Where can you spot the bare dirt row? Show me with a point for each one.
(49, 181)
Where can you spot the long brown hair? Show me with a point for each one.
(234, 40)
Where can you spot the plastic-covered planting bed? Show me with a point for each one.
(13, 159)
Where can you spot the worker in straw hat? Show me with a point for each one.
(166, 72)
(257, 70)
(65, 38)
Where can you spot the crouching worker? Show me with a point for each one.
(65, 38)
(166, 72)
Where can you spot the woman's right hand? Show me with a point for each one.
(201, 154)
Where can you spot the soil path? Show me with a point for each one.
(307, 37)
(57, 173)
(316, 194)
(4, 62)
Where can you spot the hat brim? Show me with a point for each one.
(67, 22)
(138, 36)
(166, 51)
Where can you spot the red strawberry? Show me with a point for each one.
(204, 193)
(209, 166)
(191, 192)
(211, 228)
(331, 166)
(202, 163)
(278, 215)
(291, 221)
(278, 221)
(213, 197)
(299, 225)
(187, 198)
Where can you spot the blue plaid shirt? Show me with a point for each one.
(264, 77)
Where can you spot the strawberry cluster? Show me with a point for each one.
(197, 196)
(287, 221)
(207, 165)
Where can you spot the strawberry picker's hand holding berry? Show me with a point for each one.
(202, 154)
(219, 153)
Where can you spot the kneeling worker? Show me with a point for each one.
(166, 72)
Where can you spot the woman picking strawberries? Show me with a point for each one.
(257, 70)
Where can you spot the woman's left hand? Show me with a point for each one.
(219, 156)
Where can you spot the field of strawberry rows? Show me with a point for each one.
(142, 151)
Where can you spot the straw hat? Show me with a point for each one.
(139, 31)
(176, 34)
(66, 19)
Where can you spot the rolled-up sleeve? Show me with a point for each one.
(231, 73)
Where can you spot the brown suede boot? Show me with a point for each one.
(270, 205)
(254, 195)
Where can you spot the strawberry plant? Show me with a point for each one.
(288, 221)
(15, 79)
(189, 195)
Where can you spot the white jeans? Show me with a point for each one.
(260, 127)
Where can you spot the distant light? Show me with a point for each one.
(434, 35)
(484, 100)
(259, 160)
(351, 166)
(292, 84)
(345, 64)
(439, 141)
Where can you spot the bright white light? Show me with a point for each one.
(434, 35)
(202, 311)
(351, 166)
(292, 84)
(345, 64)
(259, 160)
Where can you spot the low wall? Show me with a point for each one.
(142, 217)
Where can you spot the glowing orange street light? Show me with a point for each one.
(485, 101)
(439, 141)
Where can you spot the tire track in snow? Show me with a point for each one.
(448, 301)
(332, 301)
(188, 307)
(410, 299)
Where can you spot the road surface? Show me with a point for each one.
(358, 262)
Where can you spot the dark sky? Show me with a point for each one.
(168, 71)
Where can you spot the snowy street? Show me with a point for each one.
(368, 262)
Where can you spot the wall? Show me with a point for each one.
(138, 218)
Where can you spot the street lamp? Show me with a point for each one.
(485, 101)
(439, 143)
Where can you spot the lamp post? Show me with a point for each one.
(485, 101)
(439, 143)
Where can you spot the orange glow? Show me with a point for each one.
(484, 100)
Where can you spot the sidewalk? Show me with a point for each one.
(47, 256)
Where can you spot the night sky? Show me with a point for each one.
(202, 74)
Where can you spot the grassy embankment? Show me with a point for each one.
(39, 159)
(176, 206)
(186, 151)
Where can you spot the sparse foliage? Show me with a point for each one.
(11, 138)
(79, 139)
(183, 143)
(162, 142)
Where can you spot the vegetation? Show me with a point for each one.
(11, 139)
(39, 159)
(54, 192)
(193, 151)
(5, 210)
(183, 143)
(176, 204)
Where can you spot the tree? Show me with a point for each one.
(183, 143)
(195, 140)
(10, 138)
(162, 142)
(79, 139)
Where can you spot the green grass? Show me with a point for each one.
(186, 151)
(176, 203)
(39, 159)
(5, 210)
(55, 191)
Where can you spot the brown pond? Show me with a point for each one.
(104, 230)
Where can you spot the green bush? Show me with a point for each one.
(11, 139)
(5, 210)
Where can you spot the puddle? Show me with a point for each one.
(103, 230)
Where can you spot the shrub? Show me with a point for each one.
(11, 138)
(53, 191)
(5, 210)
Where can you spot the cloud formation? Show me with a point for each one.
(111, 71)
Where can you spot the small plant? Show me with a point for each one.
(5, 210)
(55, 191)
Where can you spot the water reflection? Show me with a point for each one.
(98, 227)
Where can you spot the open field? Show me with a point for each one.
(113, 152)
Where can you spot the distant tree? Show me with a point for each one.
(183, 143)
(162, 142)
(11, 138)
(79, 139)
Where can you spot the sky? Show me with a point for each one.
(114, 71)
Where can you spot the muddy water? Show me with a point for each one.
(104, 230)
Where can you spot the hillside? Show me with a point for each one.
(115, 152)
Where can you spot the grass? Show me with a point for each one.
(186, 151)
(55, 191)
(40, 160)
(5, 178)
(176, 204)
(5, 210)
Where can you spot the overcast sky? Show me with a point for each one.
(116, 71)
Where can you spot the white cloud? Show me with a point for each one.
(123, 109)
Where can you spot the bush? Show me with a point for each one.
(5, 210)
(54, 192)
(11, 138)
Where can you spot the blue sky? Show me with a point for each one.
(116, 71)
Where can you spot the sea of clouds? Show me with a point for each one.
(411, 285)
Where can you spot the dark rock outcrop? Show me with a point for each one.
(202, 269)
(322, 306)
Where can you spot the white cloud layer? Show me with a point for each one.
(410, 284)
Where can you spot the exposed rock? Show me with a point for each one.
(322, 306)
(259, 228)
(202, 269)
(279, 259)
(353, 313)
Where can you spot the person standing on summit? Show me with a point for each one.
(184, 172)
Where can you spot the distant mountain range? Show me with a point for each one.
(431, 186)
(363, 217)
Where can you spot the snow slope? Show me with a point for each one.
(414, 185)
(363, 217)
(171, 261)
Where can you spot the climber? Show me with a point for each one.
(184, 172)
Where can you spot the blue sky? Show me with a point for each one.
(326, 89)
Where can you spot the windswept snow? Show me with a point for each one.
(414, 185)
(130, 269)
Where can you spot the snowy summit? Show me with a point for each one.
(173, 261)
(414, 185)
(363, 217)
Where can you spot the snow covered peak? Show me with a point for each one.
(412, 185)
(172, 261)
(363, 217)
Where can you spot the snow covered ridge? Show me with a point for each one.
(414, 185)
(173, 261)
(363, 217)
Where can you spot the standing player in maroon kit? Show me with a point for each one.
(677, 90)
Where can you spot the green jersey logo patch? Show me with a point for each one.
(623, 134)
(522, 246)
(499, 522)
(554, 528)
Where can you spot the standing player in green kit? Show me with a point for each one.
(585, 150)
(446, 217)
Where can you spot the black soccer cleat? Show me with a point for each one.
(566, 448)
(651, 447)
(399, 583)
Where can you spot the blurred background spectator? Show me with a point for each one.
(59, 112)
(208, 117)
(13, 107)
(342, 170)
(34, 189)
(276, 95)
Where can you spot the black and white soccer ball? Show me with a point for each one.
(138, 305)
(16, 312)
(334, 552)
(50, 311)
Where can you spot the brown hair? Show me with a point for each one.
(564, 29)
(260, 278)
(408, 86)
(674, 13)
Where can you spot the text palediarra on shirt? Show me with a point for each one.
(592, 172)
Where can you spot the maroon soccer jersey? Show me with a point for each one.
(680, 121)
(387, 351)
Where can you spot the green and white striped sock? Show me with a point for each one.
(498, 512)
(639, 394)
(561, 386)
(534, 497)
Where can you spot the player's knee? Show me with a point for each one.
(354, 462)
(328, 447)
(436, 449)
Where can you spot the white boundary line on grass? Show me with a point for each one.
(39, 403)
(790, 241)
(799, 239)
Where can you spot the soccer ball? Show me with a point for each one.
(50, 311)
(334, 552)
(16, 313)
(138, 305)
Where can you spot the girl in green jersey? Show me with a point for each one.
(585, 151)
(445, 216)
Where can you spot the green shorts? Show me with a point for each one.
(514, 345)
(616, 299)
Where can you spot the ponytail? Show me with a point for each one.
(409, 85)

**Your task:** Extract the closing run of lines, starting with the one containing "Where can you spot the text" and ending at the last, exactly as written.

**Task answer:**
Where can you spot the text palediarra on shirt? Show me with a point for each one.
(592, 172)
Where can you spot the maroon soccer jersey? Show me with a point for each one.
(680, 121)
(387, 351)
Where can you spot the green and white striped sock? Show me with a point for each one.
(498, 512)
(639, 394)
(561, 386)
(534, 497)
Where can you spot the player's knee? Show me with a point for each one.
(354, 462)
(328, 447)
(436, 449)
Where can you spot the white boundary line on grass? Show me with a point for each one.
(39, 403)
(790, 241)
(799, 239)
Where can you spot the soccer ball? Show me with a point for each one.
(50, 311)
(334, 552)
(16, 313)
(138, 305)
Where can you spot the girl in green jersey? Show me with a point for each one.
(585, 151)
(445, 216)
Where can you spot the green shorts? Show me with a point for each one.
(514, 345)
(616, 299)
Where can you spot the ponytail? Show me with a point for each one.
(409, 85)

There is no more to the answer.